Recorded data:
※
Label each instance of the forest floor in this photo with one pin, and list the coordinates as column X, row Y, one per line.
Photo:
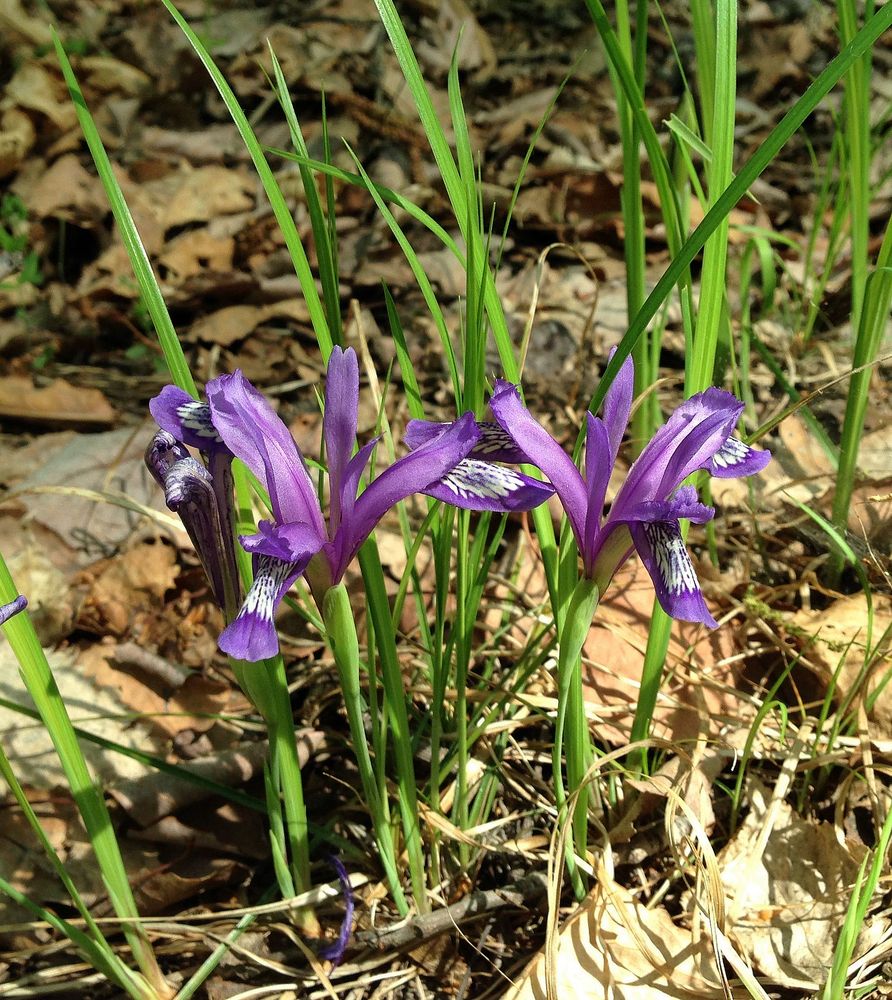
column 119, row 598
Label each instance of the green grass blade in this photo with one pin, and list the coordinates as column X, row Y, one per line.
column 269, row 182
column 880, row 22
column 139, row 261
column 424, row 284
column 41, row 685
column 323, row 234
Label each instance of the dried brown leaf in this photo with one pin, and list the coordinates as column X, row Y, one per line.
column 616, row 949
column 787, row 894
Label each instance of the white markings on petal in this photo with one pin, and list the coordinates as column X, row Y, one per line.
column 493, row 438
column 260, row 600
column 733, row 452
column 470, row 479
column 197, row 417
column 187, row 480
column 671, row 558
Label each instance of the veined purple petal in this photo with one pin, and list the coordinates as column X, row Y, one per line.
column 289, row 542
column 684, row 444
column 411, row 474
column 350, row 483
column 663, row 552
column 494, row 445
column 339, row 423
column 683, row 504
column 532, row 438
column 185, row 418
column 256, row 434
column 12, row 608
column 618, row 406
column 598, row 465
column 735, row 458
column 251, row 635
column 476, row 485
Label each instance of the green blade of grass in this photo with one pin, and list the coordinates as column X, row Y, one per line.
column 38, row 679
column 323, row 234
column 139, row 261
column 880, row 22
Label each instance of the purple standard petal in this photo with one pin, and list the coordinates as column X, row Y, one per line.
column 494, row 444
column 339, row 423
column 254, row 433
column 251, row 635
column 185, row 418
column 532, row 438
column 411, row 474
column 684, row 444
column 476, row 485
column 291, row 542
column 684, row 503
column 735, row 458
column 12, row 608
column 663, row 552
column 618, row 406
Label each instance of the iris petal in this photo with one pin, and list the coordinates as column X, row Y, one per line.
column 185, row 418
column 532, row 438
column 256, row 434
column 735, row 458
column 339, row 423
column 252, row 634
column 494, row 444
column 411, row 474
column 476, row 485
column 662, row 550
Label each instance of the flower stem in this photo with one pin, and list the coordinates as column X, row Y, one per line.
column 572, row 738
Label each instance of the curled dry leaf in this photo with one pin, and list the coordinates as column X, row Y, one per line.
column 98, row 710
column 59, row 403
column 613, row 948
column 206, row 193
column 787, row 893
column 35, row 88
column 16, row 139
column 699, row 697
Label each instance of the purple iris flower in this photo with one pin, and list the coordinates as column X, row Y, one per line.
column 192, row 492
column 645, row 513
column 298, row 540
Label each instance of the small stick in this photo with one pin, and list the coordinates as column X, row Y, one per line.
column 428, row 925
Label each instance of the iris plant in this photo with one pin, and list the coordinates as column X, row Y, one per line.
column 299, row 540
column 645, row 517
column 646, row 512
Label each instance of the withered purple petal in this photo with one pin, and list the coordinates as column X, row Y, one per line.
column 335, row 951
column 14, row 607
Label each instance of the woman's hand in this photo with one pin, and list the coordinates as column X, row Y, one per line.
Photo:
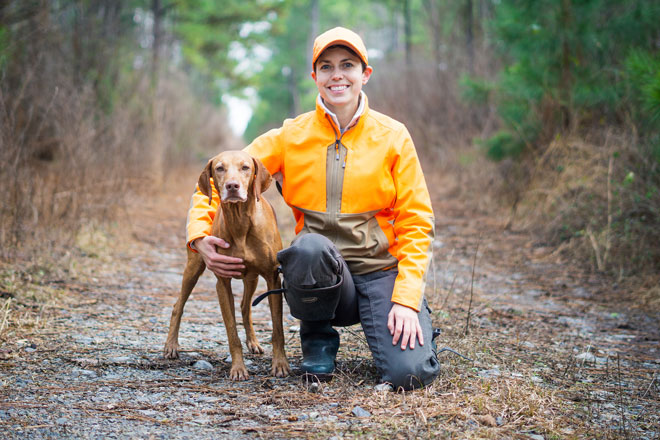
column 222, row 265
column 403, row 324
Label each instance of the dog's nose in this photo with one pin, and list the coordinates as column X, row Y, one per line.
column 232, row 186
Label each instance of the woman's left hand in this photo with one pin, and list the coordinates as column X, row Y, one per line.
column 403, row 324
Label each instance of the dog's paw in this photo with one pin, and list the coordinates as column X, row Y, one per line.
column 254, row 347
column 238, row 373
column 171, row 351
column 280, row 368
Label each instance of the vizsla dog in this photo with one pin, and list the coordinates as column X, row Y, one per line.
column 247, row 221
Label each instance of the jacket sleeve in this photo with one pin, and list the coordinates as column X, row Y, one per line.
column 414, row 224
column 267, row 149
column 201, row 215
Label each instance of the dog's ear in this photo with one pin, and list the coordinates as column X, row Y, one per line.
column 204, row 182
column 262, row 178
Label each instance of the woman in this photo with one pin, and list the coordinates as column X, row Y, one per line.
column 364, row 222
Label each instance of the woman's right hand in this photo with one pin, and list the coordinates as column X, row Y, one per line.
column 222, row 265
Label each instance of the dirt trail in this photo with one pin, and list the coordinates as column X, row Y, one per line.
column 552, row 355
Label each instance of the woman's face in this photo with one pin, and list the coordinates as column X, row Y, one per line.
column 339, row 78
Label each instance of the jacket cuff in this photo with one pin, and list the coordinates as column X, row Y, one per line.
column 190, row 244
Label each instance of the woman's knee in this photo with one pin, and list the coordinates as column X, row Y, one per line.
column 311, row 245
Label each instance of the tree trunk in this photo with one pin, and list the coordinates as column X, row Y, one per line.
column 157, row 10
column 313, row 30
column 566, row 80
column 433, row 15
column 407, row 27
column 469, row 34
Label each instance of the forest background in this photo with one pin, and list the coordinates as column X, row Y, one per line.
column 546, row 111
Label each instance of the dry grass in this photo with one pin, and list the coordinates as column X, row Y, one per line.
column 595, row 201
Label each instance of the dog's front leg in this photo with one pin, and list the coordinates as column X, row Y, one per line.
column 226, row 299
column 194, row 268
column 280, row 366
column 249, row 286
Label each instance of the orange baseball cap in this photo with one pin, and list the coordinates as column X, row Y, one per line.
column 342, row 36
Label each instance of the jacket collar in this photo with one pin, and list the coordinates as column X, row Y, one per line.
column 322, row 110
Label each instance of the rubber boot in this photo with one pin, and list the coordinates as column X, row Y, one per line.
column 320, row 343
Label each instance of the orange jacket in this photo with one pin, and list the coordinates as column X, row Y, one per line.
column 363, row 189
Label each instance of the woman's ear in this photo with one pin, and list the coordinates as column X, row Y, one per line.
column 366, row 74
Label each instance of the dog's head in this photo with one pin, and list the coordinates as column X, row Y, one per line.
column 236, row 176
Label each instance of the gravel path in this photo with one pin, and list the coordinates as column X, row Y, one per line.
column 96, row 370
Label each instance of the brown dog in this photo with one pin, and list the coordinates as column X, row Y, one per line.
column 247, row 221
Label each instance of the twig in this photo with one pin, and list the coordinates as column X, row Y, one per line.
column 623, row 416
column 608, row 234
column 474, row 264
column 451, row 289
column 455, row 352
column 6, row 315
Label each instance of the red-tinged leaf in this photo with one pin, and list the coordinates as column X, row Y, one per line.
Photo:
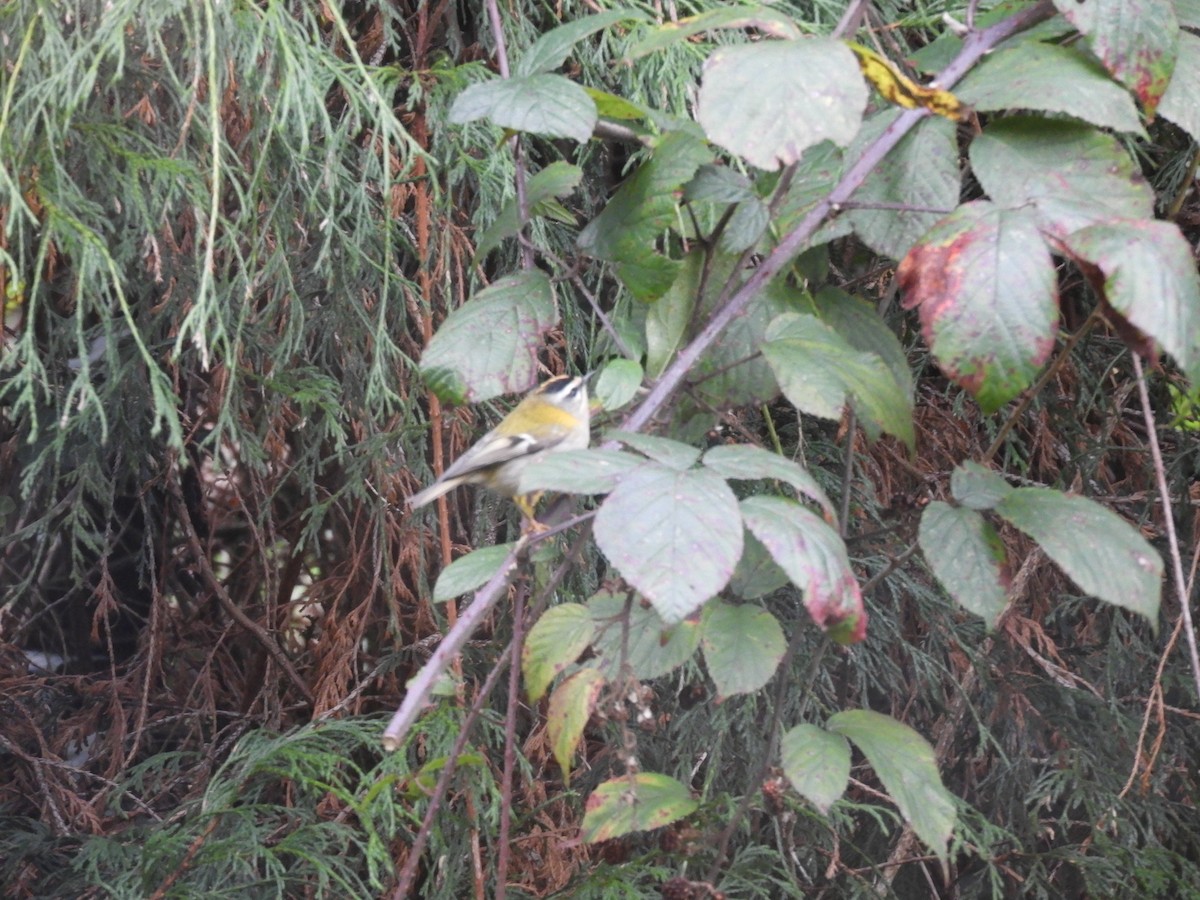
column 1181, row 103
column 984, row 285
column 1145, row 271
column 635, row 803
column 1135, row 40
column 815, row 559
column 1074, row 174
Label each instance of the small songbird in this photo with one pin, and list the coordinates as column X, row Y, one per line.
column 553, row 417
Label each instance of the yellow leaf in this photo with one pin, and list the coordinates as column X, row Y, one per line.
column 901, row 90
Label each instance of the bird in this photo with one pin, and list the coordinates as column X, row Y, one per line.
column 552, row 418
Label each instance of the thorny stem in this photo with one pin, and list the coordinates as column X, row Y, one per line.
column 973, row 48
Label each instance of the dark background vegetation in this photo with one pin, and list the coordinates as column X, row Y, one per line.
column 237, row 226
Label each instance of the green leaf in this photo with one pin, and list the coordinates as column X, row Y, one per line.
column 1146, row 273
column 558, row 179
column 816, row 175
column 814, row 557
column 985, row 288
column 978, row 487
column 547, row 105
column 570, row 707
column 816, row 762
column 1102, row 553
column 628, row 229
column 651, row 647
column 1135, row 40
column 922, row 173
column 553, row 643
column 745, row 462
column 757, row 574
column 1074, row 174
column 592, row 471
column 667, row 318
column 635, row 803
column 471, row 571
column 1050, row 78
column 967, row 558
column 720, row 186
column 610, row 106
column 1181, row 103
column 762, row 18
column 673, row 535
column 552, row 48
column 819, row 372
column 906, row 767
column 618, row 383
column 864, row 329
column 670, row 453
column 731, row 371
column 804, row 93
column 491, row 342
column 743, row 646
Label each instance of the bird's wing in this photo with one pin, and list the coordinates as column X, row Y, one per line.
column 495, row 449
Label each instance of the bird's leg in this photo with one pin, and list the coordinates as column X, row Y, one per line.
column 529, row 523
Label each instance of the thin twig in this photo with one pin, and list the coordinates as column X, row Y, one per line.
※
# EXERCISE BRIEF:
Looking at the data above, return every line from the one with "Label each instance of the twig" down to the one with "Label each instance of the red-tinged", exactly and inclusively.

# EXERCISE RESULT:
Label each instance of the twig in this photo with one pin, and list the coordinates as column X, row Y, one per line.
column 623, row 416
column 608, row 234
column 474, row 264
column 451, row 289
column 455, row 352
column 6, row 315
Label each instance of the red-tinged leaf in this photo with one pin, and list the coordinates as column X, row Y, one per line.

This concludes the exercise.